» Exercise description:
All records below are to be repeated exactly, with the pictures left out.

» Data for analysis:

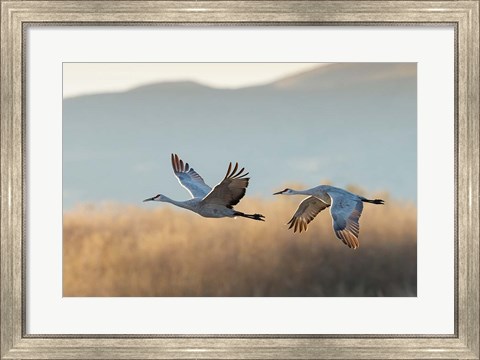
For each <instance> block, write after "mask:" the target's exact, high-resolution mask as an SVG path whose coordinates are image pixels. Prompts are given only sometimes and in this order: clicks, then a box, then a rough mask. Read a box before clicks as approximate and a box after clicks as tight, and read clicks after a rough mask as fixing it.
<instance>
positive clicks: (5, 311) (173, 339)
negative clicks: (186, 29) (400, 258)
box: [0, 0, 480, 359]
mask: <svg viewBox="0 0 480 360" xmlns="http://www.w3.org/2000/svg"><path fill="white" fill-rule="evenodd" d="M0 2H1V103H0V106H1V122H0V139H1V152H0V169H1V185H0V186H1V187H0V190H1V197H0V211H1V223H0V224H1V227H0V240H1V268H0V271H1V286H0V295H1V296H0V304H1V308H0V316H1V318H0V330H1V336H0V345H1V347H0V351H1V353H0V357H1V359H37V358H44V359H47V358H48V359H50V358H52V359H53V358H57V359H65V358H71V359H114V358H122V359H143V358H145V359H147V358H150V359H164V358H197V359H200V358H201V359H204V358H249V359H250V358H265V359H280V358H282V359H283V358H335V359H340V358H342V359H343V358H346V359H380V358H381V359H384V358H392V359H393V358H409V359H410V358H415V359H420V358H421V359H427V358H428V359H434V358H435V359H440V358H441V359H447V358H448V359H451V358H455V359H478V358H479V354H480V353H479V343H480V341H479V254H480V253H479V214H480V212H479V196H480V193H479V180H478V179H479V175H480V174H479V155H480V154H479V142H480V140H479V139H480V128H479V5H480V2H479V0H470V1H384V0H378V1H363V0H360V1H347V0H341V1H321V0H320V1H319V0H312V1H308V0H306V1H305V0H304V1H290V0H287V1H112V0H100V1H79V0H73V1H63V0H60V1H51V0H48V1H36V0H34V1H4V0H0ZM199 9H202V10H203V11H201V12H199V11H198V10H199ZM32 23H36V24H44V25H48V24H64V25H68V24H100V25H102V24H108V25H128V24H164V25H165V24H168V25H189V24H190V25H191V24H213V25H215V24H223V25H225V24H227V25H248V24H255V25H285V26H288V25H292V24H302V25H325V24H328V25H358V24H361V25H369V26H375V25H385V24H390V25H392V26H395V25H399V24H402V25H404V24H412V25H429V26H431V25H437V24H450V25H452V24H453V25H454V26H455V30H456V41H455V46H456V69H455V73H456V123H455V132H456V134H455V135H456V150H455V151H456V154H455V155H456V187H457V188H456V194H457V197H456V219H455V220H456V225H457V229H456V230H457V244H456V275H457V276H456V309H455V310H456V319H455V325H456V326H455V329H456V330H455V334H454V335H453V336H433V335H428V334H419V335H417V336H397V335H378V336H367V335H360V336H315V335H311V336H307V335H305V336H294V335H282V336H271V335H256V336H242V335H238V336H236V335H233V336H232V335H230V336H227V335H205V336H186V335H184V336H181V335H180V336H174V335H172V336H161V335H159V336H155V335H151V336H150V335H145V336H127V335H108V336H95V335H92V336H85V335H78V336H73V335H72V336H68V335H65V336H56V337H52V336H39V335H38V336H31V335H28V334H26V333H25V330H24V329H25V326H24V325H25V287H24V276H23V274H24V270H25V268H24V267H25V262H24V241H25V239H24V236H25V233H24V222H25V221H28V219H25V209H24V194H25V189H24V179H25V167H24V164H25V155H24V154H25V138H24V126H25V125H24V123H25V121H24V104H25V87H24V71H25V69H24V61H23V60H24V54H25V51H24V44H25V36H24V31H23V30H24V29H25V27H26V26H28V25H29V24H32Z"/></svg>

» Task answer:
For each <instance> block, write after "mask:" the target's exact, high-resolution mask as an SVG path whose coordinates are image pixels. Prompts are given only sometimes and in this order: clicks, then a box, then a rough mask. Read a box before clicks as approximate and a box after clicks as tight, and read clicks after a rough mask as fixing it.
<instance>
positive clicks: (5, 311) (173, 339)
negative clicks: (186, 29) (400, 258)
box: [0, 0, 480, 359]
mask: <svg viewBox="0 0 480 360" xmlns="http://www.w3.org/2000/svg"><path fill="white" fill-rule="evenodd" d="M0 2H1V103H0V106H1V122H0V139H1V152H0V169H1V185H0V186H1V187H0V190H1V197H0V211H1V223H0V224H1V227H0V240H1V268H0V271H1V286H0V295H1V296H0V304H1V308H0V316H1V318H0V330H1V336H0V345H1V347H0V351H1V353H0V357H1V359H37V358H44V359H47V358H48V359H50V358H52V359H53V358H57V359H65V358H71V359H114V358H122V359H143V358H145V359H147V358H150V359H164V358H197V359H200V358H201V359H204V358H249V359H250V358H265V359H280V358H282V359H283V358H335V359H340V358H342V359H343V358H346V359H380V358H381V359H384V358H392V359H393V358H409V359H410V358H415V359H420V358H421V359H427V358H428V359H434V358H435V359H440V358H441V359H447V358H448V359H451V358H455V359H478V358H479V354H480V353H479V343H480V341H479V254H480V253H479V214H480V212H479V196H480V193H479V180H478V179H479V175H480V174H479V155H480V154H479V142H480V140H479V139H480V128H479V5H480V2H479V0H470V1H384V0H378V1H363V0H360V1H347V0H341V1H321V0H320V1H319V0H312V1H308V0H306V1H305V0H304V1H290V0H287V1H112V0H100V1H79V0H73V1H63V0H60V1H51V0H48V1H36V0H34V1H4V0H0ZM199 9H202V10H203V11H201V12H199V11H198V10H199ZM32 23H36V24H44V25H48V24H64V25H68V24H100V25H102V24H108V25H128V24H164V25H165V24H168V25H189V24H190V25H191V24H213V25H215V24H223V25H225V24H227V25H248V24H255V25H285V26H288V25H292V24H302V25H325V24H328V25H358V24H361V25H369V26H375V25H385V24H390V25H392V26H395V25H399V24H402V25H404V24H412V25H429V26H431V25H437V24H450V25H452V24H453V25H454V26H455V30H456V41H455V46H456V69H455V73H456V123H455V132H456V134H455V135H456V150H455V151H456V154H455V155H456V187H457V188H456V194H457V197H456V219H455V220H456V225H457V229H456V230H457V244H456V275H457V276H456V309H455V310H456V319H455V325H456V326H455V329H456V330H455V334H454V335H453V336H433V335H428V334H419V335H417V336H397V335H378V336H367V335H360V336H315V335H311V336H307V335H305V336H294V335H282V336H271V335H256V336H242V335H238V336H236V335H233V336H232V335H230V336H227V335H205V336H186V335H184V336H181V335H180V336H174V335H172V336H161V335H159V336H155V335H151V336H150V335H145V336H127V335H108V336H95V335H92V336H85V335H78V336H73V335H72V336H68V335H65V336H56V337H52V336H39V335H38V336H31V335H28V334H26V333H25V330H24V329H25V326H24V325H25V287H24V276H23V274H24V270H25V268H24V267H25V262H24V241H25V239H24V236H25V233H24V222H25V221H28V219H25V209H24V194H25V189H24V179H25V167H24V164H25V155H24V154H25V138H24V126H25V125H24V123H25V121H24V104H25V87H24V71H25V69H24V61H23V60H24V54H25V51H24V44H25V36H24V31H23V30H24V29H25V27H26V26H28V25H29V24H32Z"/></svg>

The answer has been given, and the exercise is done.